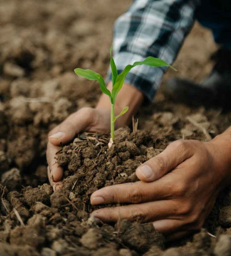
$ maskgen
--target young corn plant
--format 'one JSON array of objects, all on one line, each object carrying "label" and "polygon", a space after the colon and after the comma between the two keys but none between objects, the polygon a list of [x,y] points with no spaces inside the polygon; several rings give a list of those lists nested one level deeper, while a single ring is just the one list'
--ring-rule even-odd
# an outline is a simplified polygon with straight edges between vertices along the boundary
[{"label": "young corn plant", "polygon": [[154,58],[149,56],[146,58],[142,61],[137,61],[134,62],[132,65],[128,65],[122,72],[118,75],[116,64],[111,55],[112,45],[110,48],[111,55],[110,64],[111,69],[111,80],[112,82],[112,89],[111,92],[107,88],[103,79],[102,76],[90,69],[83,69],[81,68],[76,68],[75,70],[75,74],[79,76],[87,78],[89,80],[96,80],[99,84],[102,92],[108,95],[111,101],[111,139],[109,145],[113,143],[114,140],[114,133],[115,131],[115,122],[118,117],[125,114],[128,110],[128,107],[125,107],[120,113],[115,116],[114,108],[116,100],[117,94],[123,86],[124,81],[128,73],[134,67],[140,65],[147,65],[153,67],[163,67],[168,66],[170,67],[175,71],[176,70],[169,64],[160,59]]}]

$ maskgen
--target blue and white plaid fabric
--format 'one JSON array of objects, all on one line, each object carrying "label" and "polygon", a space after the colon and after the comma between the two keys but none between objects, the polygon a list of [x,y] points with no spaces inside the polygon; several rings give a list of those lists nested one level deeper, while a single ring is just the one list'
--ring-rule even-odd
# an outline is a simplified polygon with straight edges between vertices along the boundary
[{"label": "blue and white plaid fabric", "polygon": [[[116,21],[113,58],[121,73],[124,67],[148,56],[170,64],[175,59],[192,25],[200,0],[135,0]],[[151,101],[166,67],[133,68],[124,82],[141,91]],[[111,80],[109,70],[107,81]]]}]

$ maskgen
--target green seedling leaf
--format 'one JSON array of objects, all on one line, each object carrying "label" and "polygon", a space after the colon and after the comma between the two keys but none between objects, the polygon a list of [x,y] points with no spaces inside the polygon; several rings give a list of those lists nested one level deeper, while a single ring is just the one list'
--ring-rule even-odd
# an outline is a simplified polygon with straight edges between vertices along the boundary
[{"label": "green seedling leaf", "polygon": [[111,64],[111,80],[112,82],[112,87],[114,86],[115,83],[116,82],[116,80],[117,77],[118,73],[117,73],[117,69],[114,60],[112,58],[112,56],[111,56],[111,51],[112,50],[112,45],[110,47],[110,54],[111,55],[111,60],[110,61],[110,64]]},{"label": "green seedling leaf", "polygon": [[117,94],[122,88],[125,77],[128,72],[134,67],[143,65],[153,67],[163,67],[167,66],[172,68],[174,70],[176,71],[175,68],[169,65],[167,62],[160,59],[151,56],[147,57],[142,61],[136,62],[133,65],[128,65],[125,67],[122,73],[118,75],[116,78],[115,86],[113,87],[111,91],[111,97],[113,102],[114,103]]},{"label": "green seedling leaf", "polygon": [[115,122],[115,121],[117,119],[117,118],[118,117],[120,117],[121,116],[122,116],[122,115],[123,115],[124,114],[125,114],[125,113],[128,111],[128,107],[125,107],[124,108],[123,110],[120,112],[120,114],[118,115],[117,116],[116,116],[116,117],[114,117],[113,118],[114,122]]},{"label": "green seedling leaf", "polygon": [[83,69],[82,68],[76,68],[75,72],[79,76],[84,77],[89,80],[97,81],[99,83],[100,89],[103,92],[108,95],[111,100],[111,92],[106,87],[104,80],[101,75],[90,69]]}]

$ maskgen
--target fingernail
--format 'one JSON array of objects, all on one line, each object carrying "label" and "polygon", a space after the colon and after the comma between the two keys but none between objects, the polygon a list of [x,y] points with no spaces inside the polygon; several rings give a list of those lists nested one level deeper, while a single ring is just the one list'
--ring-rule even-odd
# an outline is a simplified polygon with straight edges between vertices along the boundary
[{"label": "fingernail", "polygon": [[137,170],[145,179],[150,178],[153,174],[153,172],[148,165],[143,165],[139,167]]},{"label": "fingernail", "polygon": [[91,204],[101,204],[102,203],[103,203],[104,202],[104,199],[100,196],[95,196],[93,197],[91,201]]},{"label": "fingernail", "polygon": [[63,135],[64,135],[64,133],[63,132],[59,132],[53,134],[53,135],[51,135],[49,137],[48,137],[48,138],[59,139],[61,138]]},{"label": "fingernail", "polygon": [[51,178],[53,181],[53,172],[52,171],[51,171]]}]

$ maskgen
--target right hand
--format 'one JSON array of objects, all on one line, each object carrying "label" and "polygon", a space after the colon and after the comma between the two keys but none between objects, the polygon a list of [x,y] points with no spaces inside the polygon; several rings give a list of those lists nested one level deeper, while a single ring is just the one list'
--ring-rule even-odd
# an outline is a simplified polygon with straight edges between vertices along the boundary
[{"label": "right hand", "polygon": [[63,171],[59,166],[55,155],[61,148],[60,142],[64,145],[82,131],[108,133],[110,114],[108,109],[83,108],[71,114],[50,132],[46,152],[47,175],[54,191],[63,186],[61,181]]}]

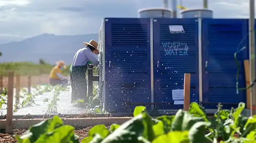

+++

> [EXERCISE PROMPT] Collect every line of the items above that contains the string "target", matching uppercase and lowercase letters exactly.

> [RESULT OF THIS TASK]
--target young corn plant
--target blue and white plaid fabric
--target green seedling leaf
--target fingernail
--target right hand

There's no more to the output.